═══ Source passage

Shortage of Condoms

Unos condones. (CC)
Some condoms (CC)

People in Pinar del Rio didn’t have to wait to read about it in the newspaper  Granma. For weeks the popular voice says it, louder and louder. “There are no condoms,” started to be heard like a whisper on the corners. “There are no condoms,” said the couples on hearing it and the teens warned their parents before they went out on Saturday night. “There are no condoms,” howl the pharmacy clerks when their customers dare to ask. The uproar was such that finally this Wednesday the official organ of Communist Party issued a formal answer.

Those who still have a sense of humor, after a month long shortage of contraceptives in the country’s westernmost province, suggest that perhaps it’s a government strategy to increase the birth rate. We will have to see the birth statistics between September and October of this year, although it could be that the number of abortions will also shoot up in the coming weeks.

Before every shortage, some specialist always suggests a workaround. That’s what happened with the article published by the official newspaper, which says that the Program of Prevention and Control of STDs and HIV proposes that, given the scarcity of the product, “people find alternatives, for example, limiting the sexual act to kissing, caresses and masturbation…” Tell that to a customer burning with passion whose store of condoms ran out at the end of last year!

══════
═══ Excerpted records

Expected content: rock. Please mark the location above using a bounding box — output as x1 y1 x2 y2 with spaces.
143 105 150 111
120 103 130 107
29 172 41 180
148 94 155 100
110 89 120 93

══════

__Problems to solve__
**1.** Rewrite the paragraph beginning "Before every shortage" from the piece on the condom shortage as a short list, keeping its main facts.
**2.** Go on with the piece on the condom shortage in Pinar del Rio, starting right after its final sentence.
The listing that comes before this point is not needed for anything that follows.

__Results in order__
**1.**
- Every shortage brings a specialist's suggested workaround.
- The official newspaper's article reports that the Program of Prevention and Control of STDs and HIV proposes alternatives because condoms are scarce.
- The proposed alternatives include limiting the sexual act to kissing, caresses and masturbation.
- The writer mocks this advice by pointing to a customer "burning with passion" whose condoms ran out at the end of last year.

**2.**
What the note in  Granma doesn’t say is that contraceptives aren’t the only thing missing from pharmacies. A brief tour this morning of places where medications are sold in the city of Pinar del Rio demonstrated that other products have also been disappearing for weeks. Both in the pharmacy on the central corner or Marti Street at Recreo, as well as the one known as Camancho or the one located on the ground floor of the 12 story building on Maceo street, have empty shelves and drawers.

The shortages include drugs such as Meprobamate, anti-flu medications, Dipyrone, Azithromycin, Prednisolone and Clotrimazole. What do the public health authorities propose in the face of such shortages? Looking for alternatives like with condoms? Will they then engage in the fantasy to anticipate what the patients should do in the face of such shortages.